What is being asked: Copy out all lines from the entries below in which "balloon" occurs.

◇ ◇ ◇ ◇ ◇

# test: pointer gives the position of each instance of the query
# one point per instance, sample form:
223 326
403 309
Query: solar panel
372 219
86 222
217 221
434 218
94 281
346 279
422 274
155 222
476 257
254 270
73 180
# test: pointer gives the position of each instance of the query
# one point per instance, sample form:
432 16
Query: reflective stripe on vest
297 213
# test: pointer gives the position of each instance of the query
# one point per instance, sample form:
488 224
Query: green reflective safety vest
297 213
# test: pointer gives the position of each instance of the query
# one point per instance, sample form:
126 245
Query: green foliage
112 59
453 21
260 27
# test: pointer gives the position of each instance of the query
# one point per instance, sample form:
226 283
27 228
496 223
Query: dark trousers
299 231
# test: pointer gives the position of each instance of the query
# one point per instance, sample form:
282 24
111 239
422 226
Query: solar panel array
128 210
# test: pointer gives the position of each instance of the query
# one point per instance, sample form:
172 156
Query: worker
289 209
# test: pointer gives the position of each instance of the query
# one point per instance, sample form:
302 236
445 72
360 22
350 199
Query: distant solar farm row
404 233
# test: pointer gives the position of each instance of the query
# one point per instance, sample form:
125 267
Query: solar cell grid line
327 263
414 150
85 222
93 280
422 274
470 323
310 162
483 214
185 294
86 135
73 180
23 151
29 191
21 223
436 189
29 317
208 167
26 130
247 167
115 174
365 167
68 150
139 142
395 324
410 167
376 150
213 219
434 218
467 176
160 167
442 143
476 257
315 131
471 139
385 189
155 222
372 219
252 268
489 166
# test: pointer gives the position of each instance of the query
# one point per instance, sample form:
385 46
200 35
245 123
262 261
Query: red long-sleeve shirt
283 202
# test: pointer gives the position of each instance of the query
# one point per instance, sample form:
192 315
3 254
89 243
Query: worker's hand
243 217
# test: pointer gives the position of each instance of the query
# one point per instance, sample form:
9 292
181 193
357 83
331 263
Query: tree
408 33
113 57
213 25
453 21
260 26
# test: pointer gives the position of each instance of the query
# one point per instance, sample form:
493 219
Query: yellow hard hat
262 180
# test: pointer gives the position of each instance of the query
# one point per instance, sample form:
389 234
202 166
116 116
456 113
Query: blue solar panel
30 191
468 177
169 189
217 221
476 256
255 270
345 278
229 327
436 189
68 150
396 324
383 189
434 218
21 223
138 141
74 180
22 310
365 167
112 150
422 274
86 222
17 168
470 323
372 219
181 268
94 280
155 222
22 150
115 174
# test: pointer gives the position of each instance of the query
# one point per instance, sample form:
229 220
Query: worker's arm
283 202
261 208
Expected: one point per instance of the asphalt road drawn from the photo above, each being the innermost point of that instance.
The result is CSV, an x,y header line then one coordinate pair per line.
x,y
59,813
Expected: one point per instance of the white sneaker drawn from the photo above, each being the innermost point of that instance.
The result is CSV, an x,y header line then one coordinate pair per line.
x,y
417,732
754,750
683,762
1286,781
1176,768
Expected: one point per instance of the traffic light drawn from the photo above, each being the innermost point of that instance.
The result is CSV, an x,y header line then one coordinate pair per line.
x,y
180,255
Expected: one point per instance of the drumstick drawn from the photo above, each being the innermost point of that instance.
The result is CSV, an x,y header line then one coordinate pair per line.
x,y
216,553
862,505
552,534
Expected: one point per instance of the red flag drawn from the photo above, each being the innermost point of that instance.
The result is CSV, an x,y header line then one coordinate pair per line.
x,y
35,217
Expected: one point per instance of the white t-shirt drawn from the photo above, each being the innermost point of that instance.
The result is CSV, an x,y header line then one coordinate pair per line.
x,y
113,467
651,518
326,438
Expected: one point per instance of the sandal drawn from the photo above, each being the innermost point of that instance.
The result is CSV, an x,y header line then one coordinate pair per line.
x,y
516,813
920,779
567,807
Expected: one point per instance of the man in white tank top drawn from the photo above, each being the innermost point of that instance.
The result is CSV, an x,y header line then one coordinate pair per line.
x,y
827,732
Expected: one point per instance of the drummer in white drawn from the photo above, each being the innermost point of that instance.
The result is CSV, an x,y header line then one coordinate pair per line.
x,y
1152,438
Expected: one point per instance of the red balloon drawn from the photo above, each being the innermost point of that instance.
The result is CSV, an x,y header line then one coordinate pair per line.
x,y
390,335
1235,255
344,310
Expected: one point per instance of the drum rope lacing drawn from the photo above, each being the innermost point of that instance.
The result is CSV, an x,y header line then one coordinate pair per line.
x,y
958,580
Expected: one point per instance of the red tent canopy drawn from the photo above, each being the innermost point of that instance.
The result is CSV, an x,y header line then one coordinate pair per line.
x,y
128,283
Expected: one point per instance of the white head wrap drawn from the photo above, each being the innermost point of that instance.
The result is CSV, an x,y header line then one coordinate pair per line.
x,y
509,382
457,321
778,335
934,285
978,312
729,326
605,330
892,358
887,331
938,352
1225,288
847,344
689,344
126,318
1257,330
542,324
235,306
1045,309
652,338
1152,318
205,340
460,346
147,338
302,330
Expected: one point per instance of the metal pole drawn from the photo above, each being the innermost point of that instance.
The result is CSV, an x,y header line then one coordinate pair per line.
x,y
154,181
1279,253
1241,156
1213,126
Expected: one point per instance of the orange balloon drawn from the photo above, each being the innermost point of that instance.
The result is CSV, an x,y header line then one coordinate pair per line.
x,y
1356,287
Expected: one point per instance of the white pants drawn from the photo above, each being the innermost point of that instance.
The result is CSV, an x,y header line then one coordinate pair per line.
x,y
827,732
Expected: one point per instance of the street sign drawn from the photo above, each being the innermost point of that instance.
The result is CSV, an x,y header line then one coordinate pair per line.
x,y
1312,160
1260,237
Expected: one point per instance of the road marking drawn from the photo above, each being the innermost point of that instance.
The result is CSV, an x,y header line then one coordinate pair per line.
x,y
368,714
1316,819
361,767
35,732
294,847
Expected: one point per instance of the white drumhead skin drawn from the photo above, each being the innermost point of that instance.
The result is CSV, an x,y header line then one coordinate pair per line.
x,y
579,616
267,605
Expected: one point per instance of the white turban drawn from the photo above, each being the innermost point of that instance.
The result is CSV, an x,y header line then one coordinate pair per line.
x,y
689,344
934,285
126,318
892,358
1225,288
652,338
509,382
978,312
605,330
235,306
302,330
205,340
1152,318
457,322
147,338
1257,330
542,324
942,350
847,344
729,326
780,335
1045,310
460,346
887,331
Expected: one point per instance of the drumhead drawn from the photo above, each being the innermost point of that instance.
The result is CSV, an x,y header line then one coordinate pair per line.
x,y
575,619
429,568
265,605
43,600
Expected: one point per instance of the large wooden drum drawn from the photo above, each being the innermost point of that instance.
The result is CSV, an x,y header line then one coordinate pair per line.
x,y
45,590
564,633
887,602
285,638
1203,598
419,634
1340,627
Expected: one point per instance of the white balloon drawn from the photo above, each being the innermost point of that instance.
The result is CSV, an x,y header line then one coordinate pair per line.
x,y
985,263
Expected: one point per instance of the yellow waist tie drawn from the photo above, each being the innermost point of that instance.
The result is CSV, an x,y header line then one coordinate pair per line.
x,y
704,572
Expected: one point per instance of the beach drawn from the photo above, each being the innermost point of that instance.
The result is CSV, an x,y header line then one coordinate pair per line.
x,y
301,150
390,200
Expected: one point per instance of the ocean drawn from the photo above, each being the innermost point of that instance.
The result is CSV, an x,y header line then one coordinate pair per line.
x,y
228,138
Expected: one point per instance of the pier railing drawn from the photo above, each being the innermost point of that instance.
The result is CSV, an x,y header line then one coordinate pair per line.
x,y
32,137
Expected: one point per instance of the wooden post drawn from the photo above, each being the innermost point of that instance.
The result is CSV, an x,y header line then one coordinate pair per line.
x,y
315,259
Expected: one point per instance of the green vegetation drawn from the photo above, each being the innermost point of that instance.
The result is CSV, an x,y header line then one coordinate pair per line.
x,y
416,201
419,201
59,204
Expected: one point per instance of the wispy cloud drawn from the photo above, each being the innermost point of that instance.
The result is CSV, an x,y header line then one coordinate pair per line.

◇ ◇ ◇ ◇ ◇

Answer section:
Expected: one point per instance of the red balloon drawn from the photo above, each being the innermost point of that instance.
Expected: one point per instance of the orange balloon drawn from the photo above, each being the innermost point of that instance.
Expected: one point per instance of the white balloon drawn from the photo above, each being the innermost point of that instance.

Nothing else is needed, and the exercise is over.